**EXERCISE DESCRIPTION**
Nothing other than an exact copy of the records should be returned.

─── SUPPLIED DATA ───

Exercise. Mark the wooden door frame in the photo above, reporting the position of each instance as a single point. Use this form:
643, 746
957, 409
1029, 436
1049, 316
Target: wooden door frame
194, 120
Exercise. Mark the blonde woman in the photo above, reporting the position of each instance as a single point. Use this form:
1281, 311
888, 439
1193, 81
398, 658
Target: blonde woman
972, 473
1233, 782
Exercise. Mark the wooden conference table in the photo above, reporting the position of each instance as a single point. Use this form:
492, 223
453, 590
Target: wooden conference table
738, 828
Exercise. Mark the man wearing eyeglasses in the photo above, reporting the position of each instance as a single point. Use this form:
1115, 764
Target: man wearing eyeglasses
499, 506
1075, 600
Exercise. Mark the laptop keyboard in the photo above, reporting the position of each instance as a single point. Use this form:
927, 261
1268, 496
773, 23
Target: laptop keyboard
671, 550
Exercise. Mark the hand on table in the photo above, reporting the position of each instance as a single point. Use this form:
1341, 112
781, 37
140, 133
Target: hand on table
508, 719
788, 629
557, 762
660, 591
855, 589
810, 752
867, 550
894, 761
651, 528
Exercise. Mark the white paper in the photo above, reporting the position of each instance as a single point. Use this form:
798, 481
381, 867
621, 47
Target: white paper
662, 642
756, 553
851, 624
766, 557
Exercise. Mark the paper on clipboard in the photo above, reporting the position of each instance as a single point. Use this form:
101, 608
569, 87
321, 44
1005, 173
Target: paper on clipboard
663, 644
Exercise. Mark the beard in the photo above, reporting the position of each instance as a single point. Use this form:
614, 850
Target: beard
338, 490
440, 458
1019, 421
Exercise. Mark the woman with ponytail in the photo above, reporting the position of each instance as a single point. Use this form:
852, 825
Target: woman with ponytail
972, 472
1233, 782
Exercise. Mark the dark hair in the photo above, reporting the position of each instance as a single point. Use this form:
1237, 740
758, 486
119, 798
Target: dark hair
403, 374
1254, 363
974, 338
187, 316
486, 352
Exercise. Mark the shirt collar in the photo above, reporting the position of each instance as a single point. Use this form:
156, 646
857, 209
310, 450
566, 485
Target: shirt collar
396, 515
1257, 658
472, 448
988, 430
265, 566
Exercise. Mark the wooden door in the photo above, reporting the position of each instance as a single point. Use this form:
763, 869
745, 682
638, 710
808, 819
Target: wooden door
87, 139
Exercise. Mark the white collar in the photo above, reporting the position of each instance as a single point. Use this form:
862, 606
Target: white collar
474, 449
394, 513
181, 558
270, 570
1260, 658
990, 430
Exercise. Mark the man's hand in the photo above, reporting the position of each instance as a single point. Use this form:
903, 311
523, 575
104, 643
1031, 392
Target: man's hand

───

**COMPLETED EXERCISE**
Exercise. Mark the wooden door frame in the photo above, reporting the position of each instance as a single point. Use this form:
643, 746
957, 409
1029, 436
1049, 316
Target: wooden door frame
194, 120
Exercise. Mark the blonde woman in the photo above, reporting the position of each instance as a single point. Use this form:
1281, 311
888, 439
1193, 81
398, 658
Target: blonde woman
972, 473
1233, 782
Exercise. Mark the wooden conference table in the photo above, reporting the position of each instance as a single point. Use this form:
492, 223
453, 590
Target: wooden conference table
738, 828
Exercise. Mark the man wearing eyeglasses in the photo above, reporting the position of each instance as a single point. Use this form:
1115, 764
Target: man wearing eyeglasses
499, 506
1075, 600
Exercise. Mark the laptop keyboard in the photo above, reporting the position of each instance as a single point. Use this form:
927, 261
1268, 496
773, 23
Target: laptop keyboard
671, 550
Exercise. Mark the hand on table in the photo above, reporting the position of each instance as a single point. Use this form:
1341, 112
781, 37
140, 133
Target: hand on table
508, 719
788, 629
557, 762
660, 591
855, 589
810, 752
867, 550
894, 761
651, 528
Exercise. Mark the white paper in the photo above, reporting the position of each instance as a single point. Use this form:
798, 481
381, 867
621, 47
Target: white paper
662, 642
756, 553
851, 624
766, 557
Exercise. Mark the paper on clipboard in the photo above, reporting the position of each instance as a single point. Use this form:
101, 608
569, 87
321, 44
1005, 173
Target: paper on clipboard
663, 644
Exercise. Mark the beard in the photo above, reporting the position of each instance as a single point. Use this form:
614, 850
Target: beard
338, 490
440, 458
1019, 421
Exercise. Mark the woman with ponytail in the photo above, reporting the position of each instance as a single point. Use this form:
852, 825
Target: woman with ponytail
972, 472
1233, 782
Exercise. Mark the dark hair in the photo above, reporting the position of each instance as a single point. Use this form:
1237, 740
758, 486
119, 798
Target: dark hair
403, 374
1254, 363
974, 338
187, 316
486, 352
Exercise. Mark the shirt collar in the photo above, reporting the position of each instance as a single point. Use this form:
156, 646
857, 209
310, 450
566, 485
Target: shirt collar
396, 515
1257, 658
472, 448
988, 430
265, 566
Exercise. Mark the wooden door in the photo above, reporting the position of each instance as a single point. Use this form:
763, 869
745, 682
638, 710
808, 819
Target: wooden door
87, 139
Exercise. Mark the white collar in the photo above, reporting the position of each instance as a single point. Use this form:
862, 606
Target: white collar
474, 449
394, 513
181, 558
270, 570
1260, 658
990, 430
Exercise. Mark the man's hand in the photo above, reporting the position of each instance as a single point. Use this form:
903, 311
523, 575
104, 643
1031, 392
Target: man's hand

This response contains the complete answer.